■ **Task to carry out**: Every record must be repeated exactly, with no omission.

■ **The records**:

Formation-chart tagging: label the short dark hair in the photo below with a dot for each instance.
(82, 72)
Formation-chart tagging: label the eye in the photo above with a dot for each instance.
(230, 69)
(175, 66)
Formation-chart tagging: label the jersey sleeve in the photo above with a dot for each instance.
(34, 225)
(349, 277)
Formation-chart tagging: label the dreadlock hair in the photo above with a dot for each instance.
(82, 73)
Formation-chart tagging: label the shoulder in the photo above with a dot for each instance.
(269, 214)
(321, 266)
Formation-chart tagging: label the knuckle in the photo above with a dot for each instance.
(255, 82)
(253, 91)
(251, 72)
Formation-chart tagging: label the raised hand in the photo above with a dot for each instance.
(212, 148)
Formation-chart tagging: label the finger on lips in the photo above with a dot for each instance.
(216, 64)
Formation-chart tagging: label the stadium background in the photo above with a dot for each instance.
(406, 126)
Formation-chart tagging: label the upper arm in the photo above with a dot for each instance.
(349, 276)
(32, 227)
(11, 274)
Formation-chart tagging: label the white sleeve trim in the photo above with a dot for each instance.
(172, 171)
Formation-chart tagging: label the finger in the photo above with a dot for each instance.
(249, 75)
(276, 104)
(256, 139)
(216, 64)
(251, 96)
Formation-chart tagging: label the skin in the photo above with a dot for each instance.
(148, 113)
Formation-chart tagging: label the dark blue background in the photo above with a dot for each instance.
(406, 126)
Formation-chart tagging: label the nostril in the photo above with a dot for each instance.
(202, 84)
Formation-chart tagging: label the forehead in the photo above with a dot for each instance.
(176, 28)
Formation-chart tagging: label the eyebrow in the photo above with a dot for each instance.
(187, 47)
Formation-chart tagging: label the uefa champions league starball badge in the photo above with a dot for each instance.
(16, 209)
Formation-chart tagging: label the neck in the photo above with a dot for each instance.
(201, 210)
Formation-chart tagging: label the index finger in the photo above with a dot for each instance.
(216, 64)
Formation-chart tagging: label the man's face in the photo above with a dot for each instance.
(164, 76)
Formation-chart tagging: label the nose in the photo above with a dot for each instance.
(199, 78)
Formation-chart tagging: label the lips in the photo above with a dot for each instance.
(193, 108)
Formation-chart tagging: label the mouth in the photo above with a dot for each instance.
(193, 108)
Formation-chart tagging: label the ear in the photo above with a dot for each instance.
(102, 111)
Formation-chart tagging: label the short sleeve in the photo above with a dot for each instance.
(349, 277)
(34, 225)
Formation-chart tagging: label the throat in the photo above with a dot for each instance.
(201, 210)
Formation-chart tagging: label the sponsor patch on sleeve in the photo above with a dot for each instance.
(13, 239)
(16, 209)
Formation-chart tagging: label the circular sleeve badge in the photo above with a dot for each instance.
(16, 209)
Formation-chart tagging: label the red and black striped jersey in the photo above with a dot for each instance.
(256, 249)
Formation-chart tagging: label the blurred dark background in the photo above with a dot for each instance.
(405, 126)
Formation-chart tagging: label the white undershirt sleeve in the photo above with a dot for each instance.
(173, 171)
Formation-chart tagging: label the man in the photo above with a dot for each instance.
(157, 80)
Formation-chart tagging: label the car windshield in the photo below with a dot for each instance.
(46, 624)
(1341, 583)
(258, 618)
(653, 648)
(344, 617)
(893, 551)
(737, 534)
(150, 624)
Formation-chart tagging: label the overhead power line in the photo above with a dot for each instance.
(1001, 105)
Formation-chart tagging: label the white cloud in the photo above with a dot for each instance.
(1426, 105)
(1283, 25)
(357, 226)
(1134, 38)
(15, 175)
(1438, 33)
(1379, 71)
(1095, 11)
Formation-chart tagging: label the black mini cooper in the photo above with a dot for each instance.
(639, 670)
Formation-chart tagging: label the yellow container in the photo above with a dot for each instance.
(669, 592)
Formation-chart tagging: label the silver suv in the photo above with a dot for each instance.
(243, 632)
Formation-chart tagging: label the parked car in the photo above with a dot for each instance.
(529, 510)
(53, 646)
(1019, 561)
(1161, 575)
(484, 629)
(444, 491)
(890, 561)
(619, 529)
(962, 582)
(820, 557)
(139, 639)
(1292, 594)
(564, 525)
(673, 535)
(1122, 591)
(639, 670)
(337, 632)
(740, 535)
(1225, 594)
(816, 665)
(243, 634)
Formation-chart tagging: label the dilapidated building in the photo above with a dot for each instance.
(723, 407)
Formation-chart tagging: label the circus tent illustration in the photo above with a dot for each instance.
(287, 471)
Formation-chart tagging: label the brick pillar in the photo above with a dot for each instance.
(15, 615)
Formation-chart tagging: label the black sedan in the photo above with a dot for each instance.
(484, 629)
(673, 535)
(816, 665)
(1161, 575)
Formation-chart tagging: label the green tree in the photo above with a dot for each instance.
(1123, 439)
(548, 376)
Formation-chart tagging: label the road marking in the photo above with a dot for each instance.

■ **Result**:
Formation-chart tagging: label the short dark hair in the photo below with a dot for each instance.
(82, 72)
Formation-chart tagging: label the eye in the photo above with a dot for each instance.
(230, 69)
(175, 66)
Formation-chart tagging: label the jersey sleeve in the photo above with a dot for each instance.
(34, 225)
(349, 277)
Formation-chart tagging: label the dreadlock hair in the photo above with a dot for each instance.
(82, 73)
Formation-chart tagging: label the shoulder in the photo above with a dot for each instance.
(269, 214)
(321, 266)
Formation-chart tagging: label the knuckle in the photo above with a dot for each instance.
(255, 82)
(253, 91)
(251, 72)
Formation-chart tagging: label the raised hand in the photo above with a dot for each instance.
(212, 148)
Formation-chart tagging: label the finger on lips in the photo above with a dot for each instance.
(216, 64)
Formation-chart tagging: label the stadium background in the photo above with a dot for each instance.
(406, 126)
Formation-chart tagging: label the upper arm in the photo above with a dot for each instance.
(349, 276)
(32, 227)
(11, 274)
Formation-chart tagging: label the white sleeve trim in the photo above with a dot for each instance.
(172, 171)
Formation-chart tagging: label the finger in the photo above with a dot for each instance.
(249, 75)
(276, 104)
(256, 139)
(216, 64)
(251, 96)
Formation-chart tagging: label the skin in the photo above with a dot for each instance.
(148, 113)
Formation-chart tagging: label the dark blue background in the photo above with a dot for each instance.
(406, 126)
Formation-chart tagging: label the nostril in the photo above with a dot for each instance.
(202, 84)
Formation-chart tagging: label the forehead in the photo above with a dot for each instance.
(176, 28)
Formation-chart tagging: label the eyebrow in the photo above with a dot for each instance.
(187, 47)
Formation-chart tagging: label the uefa champions league starball badge in the photo above with a dot for each instance.
(16, 209)
Formation-chart tagging: label the neck in the photo above with a dot for each instance.
(201, 210)
Formation-chart tagging: label the index finger in the photo above with a dot for each instance.
(216, 64)
Formation-chart tagging: label the man's face in the photo above with a dot for each instance.
(164, 76)
Formation-chart tagging: label the nose in the photo above with a dot for each instance.
(199, 78)
Formation-chart tagging: label the lips in the photo above with a dot for each instance.
(193, 108)
Formation-chart tagging: label the mouth in the photo above with a dot for each instance.
(193, 108)
Formation-chart tagging: label the ear in the photo above with a dot for each instance.
(102, 111)
Formation-chart tagging: label the short sleeve in the photo above with a dot for each instance.
(349, 277)
(34, 225)
Formation-chart tagging: label the throat in the photo above with a dot for each instance.
(201, 210)
Formation-chart tagging: label the sponsor patch on sleeve in the photo above with a dot for each instance.
(13, 239)
(16, 209)
Formation-chart tagging: label the circular sleeve badge in the photo above with a dot for each instance.
(16, 209)
Formation-chart tagging: label the red and black striped jersey in the photo above with a dot for each instance.
(256, 249)
Formation-chart tagging: label the blurred dark background in the photo above with a dot for each instance.
(405, 126)
Formation-chart tagging: label the white undershirt sleeve in the photo above with a dot for each instance.
(173, 171)
Formation-chart tagging: label the man in the photo above with a dot for each instance.
(157, 80)
Formation-chart tagging: label the car windshield in the photo below with a dot for each instance.
(46, 624)
(1341, 583)
(258, 618)
(653, 648)
(344, 617)
(893, 551)
(737, 534)
(150, 624)
Formation-chart tagging: label the overhead power line in the photo above with a dot for each instance.
(1001, 105)
Formation-chart tagging: label the white cloud in the photo above with a dot for each instance.
(1426, 105)
(1283, 25)
(357, 226)
(1134, 38)
(15, 175)
(1438, 33)
(1379, 71)
(1095, 11)
Formation-chart tagging: label the black mini cooper in the photo above with a dot for each instance.
(639, 670)
Formation-chart tagging: label the yellow container in the photo above with a dot for each instance.
(669, 592)
Formation-chart tagging: label the silver suv in the photo above with a dot for each instance.
(243, 632)
Formation-chart tagging: label the parked car in the photo above with a dot for each instance.
(529, 510)
(53, 646)
(1019, 561)
(1161, 575)
(484, 629)
(444, 491)
(890, 561)
(619, 529)
(962, 582)
(820, 557)
(139, 639)
(1292, 594)
(564, 525)
(673, 535)
(1122, 591)
(639, 670)
(337, 632)
(740, 535)
(1225, 594)
(816, 665)
(243, 634)
Formation-chart tagging: label the dilapidated building in the photo above with a dot for each instance.
(723, 407)
Formation-chart tagging: label the circus tent illustration in the photo above with a dot for each instance.
(287, 471)
Formation-chart tagging: label the brick pillar in the photo above with a dot for each instance.
(15, 615)
Formation-chart tagging: label the black sedan in the photo above with a dot for each instance.
(484, 629)
(673, 535)
(816, 665)
(1161, 575)
Formation-chart tagging: label the green tree in the photo above with a dot for each instance.
(1123, 439)
(548, 376)
Formation-chart tagging: label the road marking in the photo above with a dot for each instance.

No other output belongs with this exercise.